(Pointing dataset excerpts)
________________
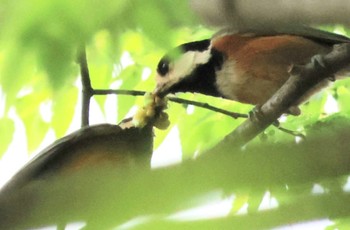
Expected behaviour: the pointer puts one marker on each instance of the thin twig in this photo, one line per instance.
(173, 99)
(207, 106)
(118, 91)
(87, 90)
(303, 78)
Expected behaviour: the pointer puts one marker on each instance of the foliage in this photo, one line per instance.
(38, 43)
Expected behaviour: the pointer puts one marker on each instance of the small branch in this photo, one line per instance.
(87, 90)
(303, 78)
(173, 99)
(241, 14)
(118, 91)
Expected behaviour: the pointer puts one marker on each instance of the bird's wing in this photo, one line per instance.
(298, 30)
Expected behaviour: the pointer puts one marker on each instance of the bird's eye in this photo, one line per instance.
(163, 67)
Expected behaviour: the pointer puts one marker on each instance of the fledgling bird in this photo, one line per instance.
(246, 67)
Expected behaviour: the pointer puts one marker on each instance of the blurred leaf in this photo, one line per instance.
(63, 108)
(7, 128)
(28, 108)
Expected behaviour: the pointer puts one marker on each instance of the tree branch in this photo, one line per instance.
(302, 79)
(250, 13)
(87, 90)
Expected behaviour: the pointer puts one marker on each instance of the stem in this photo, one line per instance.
________________
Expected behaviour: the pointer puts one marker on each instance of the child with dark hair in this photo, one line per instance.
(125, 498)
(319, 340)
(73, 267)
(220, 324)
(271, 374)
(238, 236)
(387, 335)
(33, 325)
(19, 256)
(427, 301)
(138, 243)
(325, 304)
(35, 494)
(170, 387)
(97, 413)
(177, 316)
________________
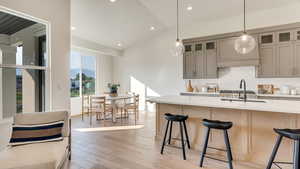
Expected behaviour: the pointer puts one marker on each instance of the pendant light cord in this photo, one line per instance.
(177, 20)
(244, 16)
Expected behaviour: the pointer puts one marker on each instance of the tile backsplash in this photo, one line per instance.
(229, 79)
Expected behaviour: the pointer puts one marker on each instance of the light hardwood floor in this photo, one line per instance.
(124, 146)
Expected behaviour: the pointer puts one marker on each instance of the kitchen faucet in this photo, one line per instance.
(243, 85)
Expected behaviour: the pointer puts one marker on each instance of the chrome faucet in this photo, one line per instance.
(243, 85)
________________
Your task:
Reproduce the items between the lines holding "foliage in this photo, one line per instance." and "stem in this photo, one line per instance.", inclusive, substituting "dot" for every "marker" and leaving everything else untouched.

Written reply:
Expected behaviour: the pointer puts one dot on each instance of the foliage in this photo, one line per instance.
(38, 43)
Expected behaviour: the pointer puts one dot on each instance of the small branch in this photo, one line per instance.
(87, 90)
(303, 78)
(173, 99)
(241, 14)
(118, 91)
Expected behaviour: the pointer puts one dot on each instance of the bird's wing in this photo, one line per instance.
(298, 30)
Expected behaviour: the pointer puts one dot on each instance of the bird's eye in this photo, one line per instance.
(163, 67)
Expected behaviour: the pointer puts one dot on each instance of the fledgling bird in this photo, one line per instance.
(246, 67)
Expected behaviour: the pointer puts one dot on each instance of the blurred leaf in this photo, one line per instance.
(63, 108)
(7, 128)
(28, 108)
Expected behaviour: the pointer puts one dot on each instance of the tree branch in this photo, one line per instance.
(302, 79)
(250, 13)
(87, 90)
Expected behaviour: the pointer puts one dot on each instance of the stem in this photo, one line per instance.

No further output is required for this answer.